• _Teks Bacaan_:
----
Sekembalinya dari Eropa berturut-turut ia mengunjungi Bombay selama 3 bulan, Hydrabad 7 bulan, Kalikut 3 bulan dan Singapura 11 bulan. Di tempat terakhir ia berkenalan dengan Maharaja Johor. Di sana ia bekerja dengan penghasilan 2.000 ringgit setahun. Berkat usaha Habib, di Johor banyak dilakukan pembangunan dan pembuatan jalan-jalan yang baik, sementara urusan pemerintahan dalam negeri menjadi lebih baik. Satu setengah tahun kemudian ia minta berhenti dari pekerjaannya. Habib memperoleh surat penghargaan dari Maharaja atas jasa-jasa pentingnya terhadap negeri.
Dari Johor Habib bertolah ke Pulau Pinang di sini ia berdiam selama sebulan lamanya. Setelah itu ia berangkat ke Pidie dengan sebuah sekunar dan selanjutnya ke Aceh dengan sebuah perahu sampan. Ia berada di Kampung Jawa selama 3 hari kemudian ia menjumpai Habib Muhammad Mahaldi di kampung Lam Seupeueng ini terjadi di bulan Jumadil Awal tahun 1221 H (1864). Tokoh tersebut telah memperkenalkan Habib kepada sultan yang menerimanya dengan baik setelah melihat surat penghargaan diberikan oleh Maharaja Johor serta mengangkatnya sebagai kepada Mesjid Raya.
Pada waktu itu di Aceh banyak terjadi perpecahan di dalam negeri dan pertikaian di antara sesama kepala rakyat sedang kekuasaan sultan tidak berarti sama sekali. Berkat pengaruh Habib yang dalam pada waktu itu telah kawin lagi, kekuasaan sultan tambah meluas dan terjadi perbaikan-perbaikan di dalam negeri.
----
[Bagian dari berkas data]
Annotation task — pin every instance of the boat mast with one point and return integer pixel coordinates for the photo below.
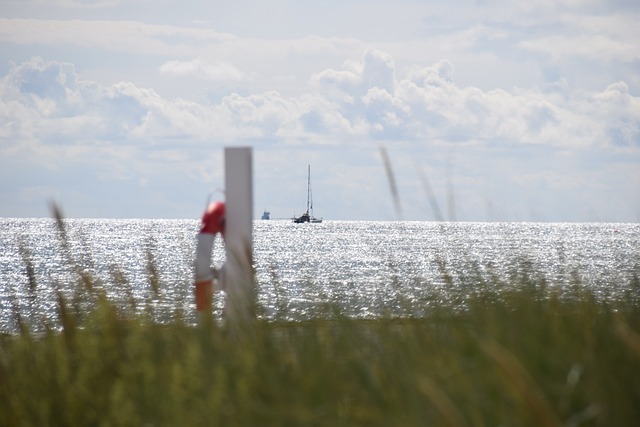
(308, 186)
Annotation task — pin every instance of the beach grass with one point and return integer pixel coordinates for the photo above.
(516, 353)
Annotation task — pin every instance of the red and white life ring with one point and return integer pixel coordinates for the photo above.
(212, 223)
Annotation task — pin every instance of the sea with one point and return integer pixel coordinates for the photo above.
(360, 269)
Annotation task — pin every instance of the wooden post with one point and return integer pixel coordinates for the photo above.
(239, 280)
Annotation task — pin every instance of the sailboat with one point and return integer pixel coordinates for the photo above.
(308, 215)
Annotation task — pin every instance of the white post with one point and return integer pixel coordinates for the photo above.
(240, 305)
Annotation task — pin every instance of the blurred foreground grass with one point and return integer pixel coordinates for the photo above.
(519, 353)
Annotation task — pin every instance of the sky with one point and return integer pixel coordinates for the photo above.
(487, 110)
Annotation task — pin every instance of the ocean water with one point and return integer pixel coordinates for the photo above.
(363, 269)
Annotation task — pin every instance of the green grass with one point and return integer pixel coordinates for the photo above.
(518, 353)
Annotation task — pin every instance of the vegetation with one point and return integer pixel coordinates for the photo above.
(519, 353)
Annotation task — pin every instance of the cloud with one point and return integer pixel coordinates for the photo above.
(57, 122)
(201, 69)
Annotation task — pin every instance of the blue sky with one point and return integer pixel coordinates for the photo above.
(504, 110)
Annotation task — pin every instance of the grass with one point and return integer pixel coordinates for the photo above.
(519, 353)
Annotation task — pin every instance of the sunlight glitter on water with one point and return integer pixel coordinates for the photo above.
(365, 269)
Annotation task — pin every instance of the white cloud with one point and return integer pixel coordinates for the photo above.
(511, 92)
(201, 69)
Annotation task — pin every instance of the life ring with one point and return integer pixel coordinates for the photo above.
(213, 221)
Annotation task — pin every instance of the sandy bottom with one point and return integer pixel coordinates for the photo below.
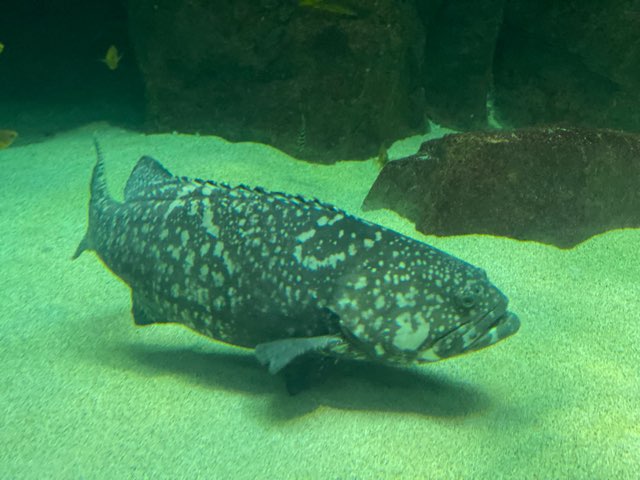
(86, 394)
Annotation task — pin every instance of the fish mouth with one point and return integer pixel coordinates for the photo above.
(483, 331)
(496, 325)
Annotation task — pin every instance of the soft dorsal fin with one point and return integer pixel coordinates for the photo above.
(146, 176)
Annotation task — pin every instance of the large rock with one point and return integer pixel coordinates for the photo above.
(575, 62)
(553, 185)
(323, 83)
(460, 45)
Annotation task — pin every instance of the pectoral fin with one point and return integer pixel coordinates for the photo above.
(279, 353)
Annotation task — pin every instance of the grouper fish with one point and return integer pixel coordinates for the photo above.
(286, 275)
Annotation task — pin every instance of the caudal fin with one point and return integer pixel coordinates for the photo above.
(99, 196)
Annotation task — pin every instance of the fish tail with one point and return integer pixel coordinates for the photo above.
(99, 197)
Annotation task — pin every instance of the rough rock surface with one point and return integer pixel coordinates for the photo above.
(553, 185)
(323, 83)
(575, 62)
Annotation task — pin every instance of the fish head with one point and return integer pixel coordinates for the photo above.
(423, 314)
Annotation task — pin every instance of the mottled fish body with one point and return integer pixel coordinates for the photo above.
(286, 275)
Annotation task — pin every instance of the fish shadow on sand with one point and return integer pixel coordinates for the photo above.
(348, 385)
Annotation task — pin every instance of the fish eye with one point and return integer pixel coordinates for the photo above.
(469, 295)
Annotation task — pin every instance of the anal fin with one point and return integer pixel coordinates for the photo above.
(280, 353)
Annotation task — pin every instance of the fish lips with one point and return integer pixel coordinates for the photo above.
(496, 325)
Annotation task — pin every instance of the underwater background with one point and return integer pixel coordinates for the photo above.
(86, 394)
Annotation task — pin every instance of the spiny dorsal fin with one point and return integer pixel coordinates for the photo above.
(146, 176)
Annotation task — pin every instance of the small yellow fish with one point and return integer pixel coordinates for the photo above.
(326, 6)
(7, 137)
(112, 58)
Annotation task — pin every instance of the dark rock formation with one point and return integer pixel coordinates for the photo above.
(322, 83)
(571, 61)
(553, 185)
(460, 44)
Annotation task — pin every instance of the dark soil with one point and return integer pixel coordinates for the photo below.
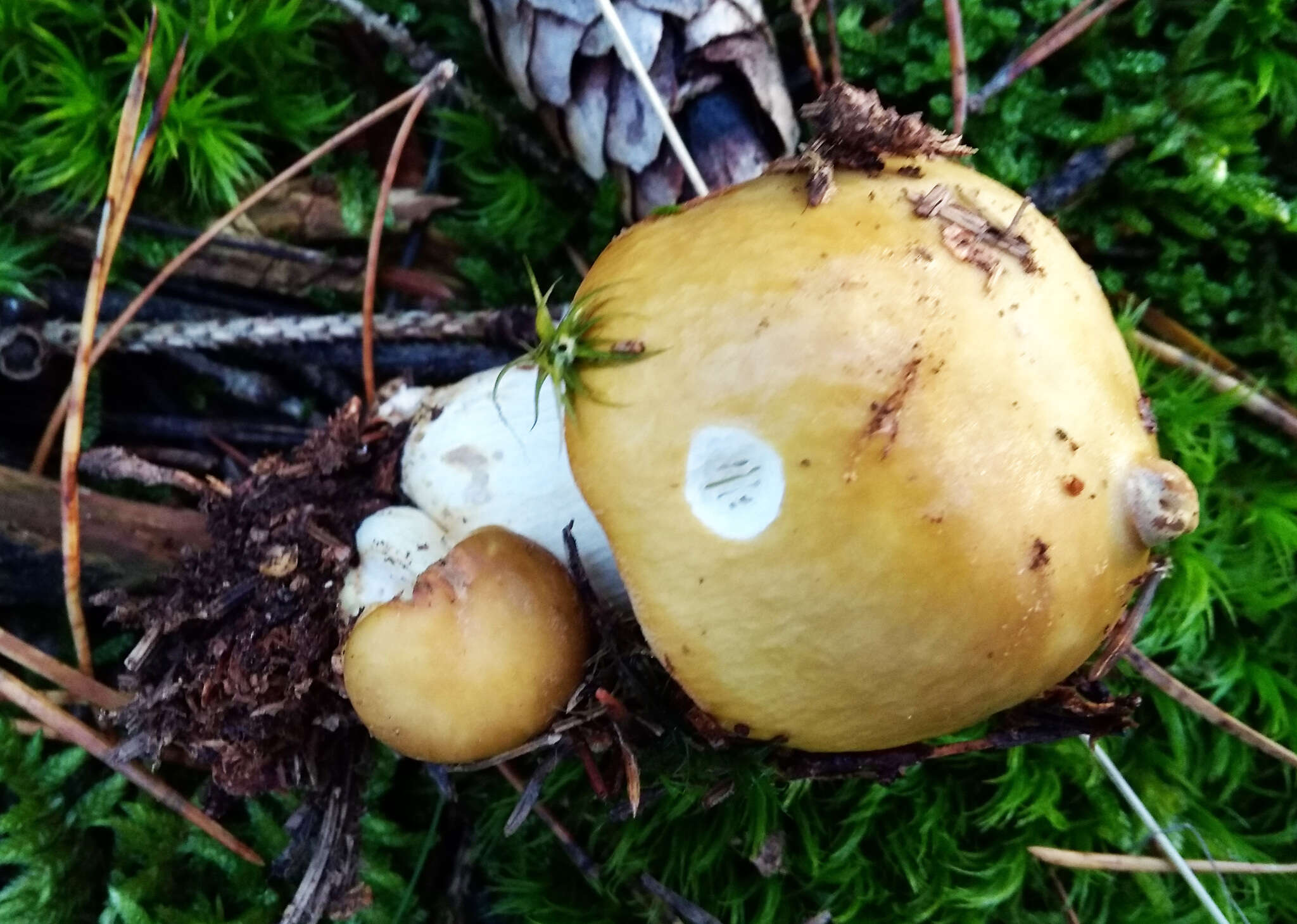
(236, 668)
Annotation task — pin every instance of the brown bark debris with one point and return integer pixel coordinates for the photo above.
(239, 673)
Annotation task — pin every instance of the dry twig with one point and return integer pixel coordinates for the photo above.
(581, 859)
(1081, 859)
(505, 325)
(371, 262)
(1160, 678)
(959, 64)
(435, 80)
(1069, 27)
(117, 464)
(808, 46)
(1120, 639)
(130, 157)
(86, 737)
(1255, 400)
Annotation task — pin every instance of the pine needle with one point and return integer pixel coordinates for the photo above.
(1068, 28)
(1084, 859)
(632, 60)
(435, 80)
(371, 262)
(125, 177)
(58, 673)
(1196, 702)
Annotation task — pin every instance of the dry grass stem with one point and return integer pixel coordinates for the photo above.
(435, 80)
(959, 65)
(1255, 402)
(1081, 859)
(1160, 837)
(371, 261)
(1196, 702)
(79, 685)
(98, 745)
(627, 51)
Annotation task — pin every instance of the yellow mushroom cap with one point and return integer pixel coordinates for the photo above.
(487, 649)
(868, 486)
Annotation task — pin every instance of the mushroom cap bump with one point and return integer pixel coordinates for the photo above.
(871, 484)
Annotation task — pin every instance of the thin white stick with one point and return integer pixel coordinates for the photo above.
(631, 59)
(1158, 835)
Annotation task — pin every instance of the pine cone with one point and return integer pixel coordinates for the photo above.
(714, 63)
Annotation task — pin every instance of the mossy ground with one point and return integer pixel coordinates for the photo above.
(1196, 218)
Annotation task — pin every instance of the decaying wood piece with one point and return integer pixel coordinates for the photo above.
(712, 61)
(123, 543)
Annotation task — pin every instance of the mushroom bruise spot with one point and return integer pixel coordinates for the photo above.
(733, 482)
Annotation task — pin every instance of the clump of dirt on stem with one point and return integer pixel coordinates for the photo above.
(236, 665)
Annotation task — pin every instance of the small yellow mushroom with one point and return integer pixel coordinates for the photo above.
(476, 659)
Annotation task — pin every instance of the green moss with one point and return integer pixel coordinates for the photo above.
(1196, 218)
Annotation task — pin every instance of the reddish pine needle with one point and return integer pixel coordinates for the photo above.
(435, 80)
(959, 64)
(58, 673)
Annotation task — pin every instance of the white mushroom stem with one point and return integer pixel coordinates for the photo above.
(478, 456)
(396, 545)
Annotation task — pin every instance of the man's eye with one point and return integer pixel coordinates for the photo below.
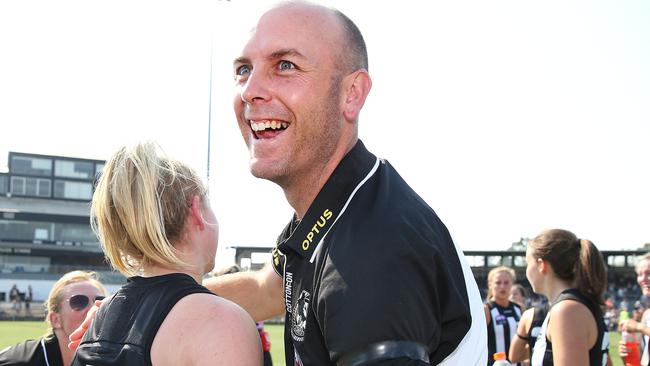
(243, 70)
(286, 65)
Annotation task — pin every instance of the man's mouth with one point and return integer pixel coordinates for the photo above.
(267, 128)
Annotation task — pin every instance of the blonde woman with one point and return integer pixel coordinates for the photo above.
(67, 304)
(502, 314)
(571, 273)
(155, 224)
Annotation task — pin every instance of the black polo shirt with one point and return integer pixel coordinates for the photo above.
(371, 262)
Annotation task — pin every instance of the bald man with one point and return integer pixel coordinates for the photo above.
(365, 272)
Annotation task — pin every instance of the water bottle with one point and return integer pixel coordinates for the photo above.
(632, 341)
(500, 359)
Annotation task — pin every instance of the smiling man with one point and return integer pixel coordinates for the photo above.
(365, 272)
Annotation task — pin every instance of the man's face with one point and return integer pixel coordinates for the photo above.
(288, 94)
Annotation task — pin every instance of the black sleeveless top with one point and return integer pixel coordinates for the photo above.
(502, 327)
(124, 328)
(543, 352)
(539, 314)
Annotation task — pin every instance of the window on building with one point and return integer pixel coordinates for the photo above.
(616, 260)
(18, 186)
(74, 232)
(497, 260)
(29, 186)
(72, 190)
(31, 165)
(520, 261)
(475, 260)
(44, 188)
(24, 230)
(4, 184)
(74, 169)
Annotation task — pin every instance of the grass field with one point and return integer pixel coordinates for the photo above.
(14, 332)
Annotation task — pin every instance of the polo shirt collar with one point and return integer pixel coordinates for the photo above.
(303, 236)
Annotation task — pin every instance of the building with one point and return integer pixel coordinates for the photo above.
(45, 222)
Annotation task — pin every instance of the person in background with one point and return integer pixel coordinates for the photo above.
(518, 296)
(28, 299)
(14, 297)
(571, 273)
(502, 315)
(67, 305)
(264, 335)
(363, 251)
(643, 327)
(155, 224)
(528, 329)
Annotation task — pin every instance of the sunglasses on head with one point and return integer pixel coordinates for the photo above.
(80, 302)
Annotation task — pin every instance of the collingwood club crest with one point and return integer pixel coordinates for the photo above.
(299, 316)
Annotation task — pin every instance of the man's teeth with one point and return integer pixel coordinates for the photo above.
(261, 126)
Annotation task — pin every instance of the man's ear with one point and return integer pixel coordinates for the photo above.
(195, 215)
(356, 88)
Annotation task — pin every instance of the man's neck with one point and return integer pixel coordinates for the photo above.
(302, 191)
(63, 340)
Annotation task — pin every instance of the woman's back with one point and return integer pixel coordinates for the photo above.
(149, 321)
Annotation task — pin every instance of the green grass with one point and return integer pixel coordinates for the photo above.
(12, 332)
(15, 332)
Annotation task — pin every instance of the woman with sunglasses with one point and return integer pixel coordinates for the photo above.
(154, 221)
(66, 306)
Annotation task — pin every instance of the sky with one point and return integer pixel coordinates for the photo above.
(507, 117)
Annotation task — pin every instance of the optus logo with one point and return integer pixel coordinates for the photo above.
(320, 223)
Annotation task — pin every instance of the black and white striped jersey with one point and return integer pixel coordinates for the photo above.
(543, 351)
(502, 327)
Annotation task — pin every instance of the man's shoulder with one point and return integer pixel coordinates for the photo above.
(21, 354)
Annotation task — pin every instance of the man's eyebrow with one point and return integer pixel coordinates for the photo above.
(281, 53)
(286, 52)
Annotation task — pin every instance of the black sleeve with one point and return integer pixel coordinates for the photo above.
(395, 287)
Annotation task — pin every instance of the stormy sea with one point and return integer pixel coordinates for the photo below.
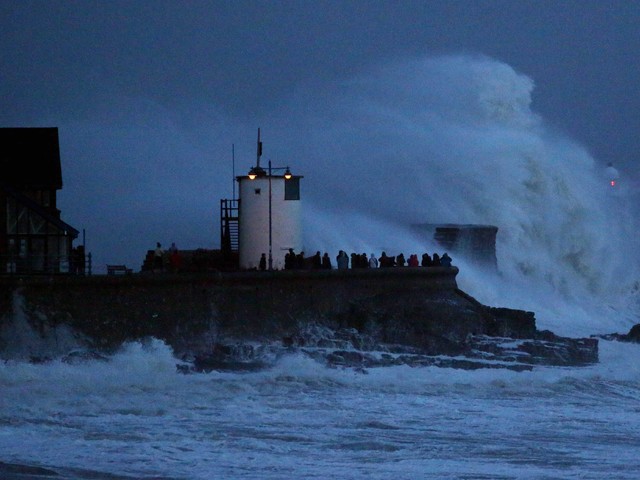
----
• _Tugas_: Lanjutkan teks bacaan tentang perjalanan dan peran Habib di Johor dan Aceh, dimulai tepat setelah kalimat terakhirnya.

• _Hasil_:
Pada waktu itu sultan mempunyai rencana bahwa jika ia meninggal kelak ia akan menyerahkan takhta Kerajaan Aceh kepada penggantinya yang berhak yaitu putra Sultan Sulaiman Iskandar bernama Tuanku Mahmud. Karenanya ia bermaksud agar pangeran tersebut yang selama ini berada dalam kekuasaan Teuku Muda Baet di Kampung Lam Teungoh dibawa ke Dalam Sultan. Habib ditugaskan untuk melaksanakan rencana itu. Untuk itu, ia memperoleh kuasa penuh serta 2.000 orang prajurit dan langsung menuju ke III mukim Cot Putu. Di sana ia mengerahkan lebih banyak lagi rakyat beserta kepalanya dan dengan kekuatan sebanyaknya 20.000 orang ia menuju ke Kampung Lam Teungoh. Setiba dekat kampung itu, Habib menghentikan pasukannya dan mengirimkan seorang utusan bernama Syeikh Abdu’r Rahman ke rumah Teuku Muda Baet untuk mengusahakan supaya Tuanku Mahmud dapat diserahkan secara damai kepada sultan. Oleh karena Teuku Muda Baet tidak berada di rumahnya, maka usaha Syeikh Abdur Rahman tidak begitu sukar untuk mengajak Tuanku Mahmud ikut bersamanya. Sesampai di Pagaraye’ melalui Cot Putu Habib menyampaikan keberhasilan usahanya. Sultan mengutus beberapa orang uleebalang untuk menjemput Tuanku Mahmud dan sejak itu tuanku berada bersamanya di Dalam.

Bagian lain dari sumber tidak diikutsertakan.